Problem statement: The lines to find are those in the entries that hold the word "staircase"; copy every one of them.

☆ ☆ ☆

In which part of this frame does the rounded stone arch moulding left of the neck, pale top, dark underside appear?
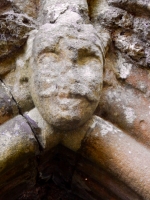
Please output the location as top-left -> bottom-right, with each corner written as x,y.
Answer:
0,115 -> 39,199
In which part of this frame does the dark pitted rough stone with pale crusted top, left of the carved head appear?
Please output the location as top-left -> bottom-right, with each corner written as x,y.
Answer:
0,11 -> 35,58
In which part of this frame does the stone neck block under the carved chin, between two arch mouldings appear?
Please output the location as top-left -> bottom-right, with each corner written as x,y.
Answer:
25,108 -> 92,152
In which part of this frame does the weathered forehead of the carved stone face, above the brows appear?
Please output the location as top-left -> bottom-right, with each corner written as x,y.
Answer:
33,24 -> 102,58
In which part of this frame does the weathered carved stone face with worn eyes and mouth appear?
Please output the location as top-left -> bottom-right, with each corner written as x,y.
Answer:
31,23 -> 103,130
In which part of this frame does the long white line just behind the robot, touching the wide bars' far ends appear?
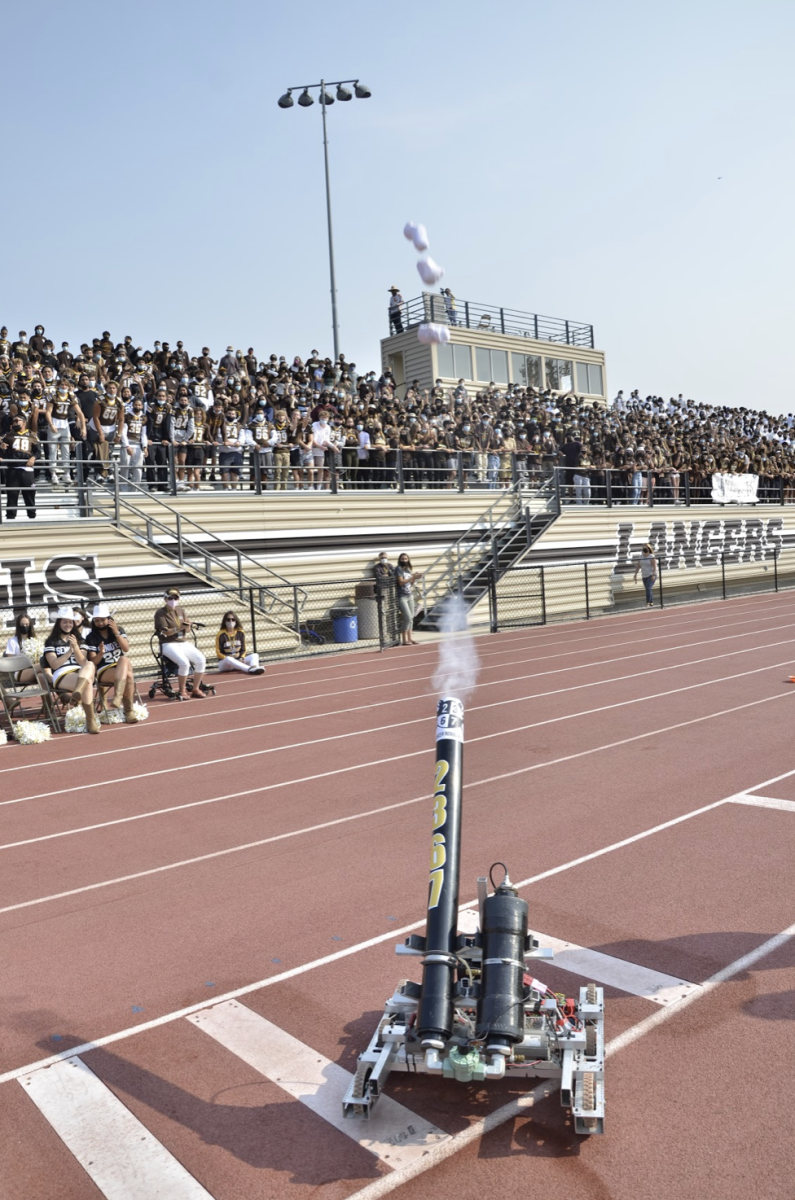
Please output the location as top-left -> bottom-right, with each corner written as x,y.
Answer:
0,787 -> 764,1084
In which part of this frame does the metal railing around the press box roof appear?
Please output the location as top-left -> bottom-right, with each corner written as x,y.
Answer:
390,292 -> 593,349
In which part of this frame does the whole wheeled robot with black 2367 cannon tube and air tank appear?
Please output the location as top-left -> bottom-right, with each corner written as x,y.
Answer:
342,697 -> 604,1135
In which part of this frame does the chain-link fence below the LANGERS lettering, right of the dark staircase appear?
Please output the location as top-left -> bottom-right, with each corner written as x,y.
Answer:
489,550 -> 795,634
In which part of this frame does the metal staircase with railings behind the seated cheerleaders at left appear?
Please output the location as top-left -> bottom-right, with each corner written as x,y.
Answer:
89,463 -> 306,644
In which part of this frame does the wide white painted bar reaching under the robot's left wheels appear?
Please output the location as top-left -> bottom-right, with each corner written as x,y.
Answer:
187,1000 -> 449,1169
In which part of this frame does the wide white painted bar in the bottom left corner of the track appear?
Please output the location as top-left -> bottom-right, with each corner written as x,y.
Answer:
19,1058 -> 213,1200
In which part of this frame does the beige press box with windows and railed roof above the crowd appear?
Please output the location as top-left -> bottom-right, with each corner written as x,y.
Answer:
381,292 -> 608,404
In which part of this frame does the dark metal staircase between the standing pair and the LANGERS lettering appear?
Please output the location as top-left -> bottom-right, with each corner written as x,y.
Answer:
416,480 -> 561,630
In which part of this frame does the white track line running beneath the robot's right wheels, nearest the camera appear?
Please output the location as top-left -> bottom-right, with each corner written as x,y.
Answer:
348,925 -> 795,1200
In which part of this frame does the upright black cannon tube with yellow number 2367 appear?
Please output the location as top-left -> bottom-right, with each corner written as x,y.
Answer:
417,696 -> 464,1050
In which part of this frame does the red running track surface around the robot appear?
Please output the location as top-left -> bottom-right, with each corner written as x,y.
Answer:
0,596 -> 795,1200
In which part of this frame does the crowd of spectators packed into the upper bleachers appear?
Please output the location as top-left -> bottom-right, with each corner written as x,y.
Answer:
0,325 -> 795,517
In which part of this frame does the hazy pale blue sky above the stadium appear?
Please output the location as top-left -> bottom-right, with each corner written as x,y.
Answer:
0,0 -> 795,412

☆ ☆ ☆

Your solution:
In which part of this frame does the chain-link fence below the LANGERS lettering, right of the dark staircase appear?
In which part of this frame does the metal staircase with railings behind the seated cheerleaders at left appear?
In which part of this frame does the dark metal staircase between the standing pair and the LANGERS lettering appear?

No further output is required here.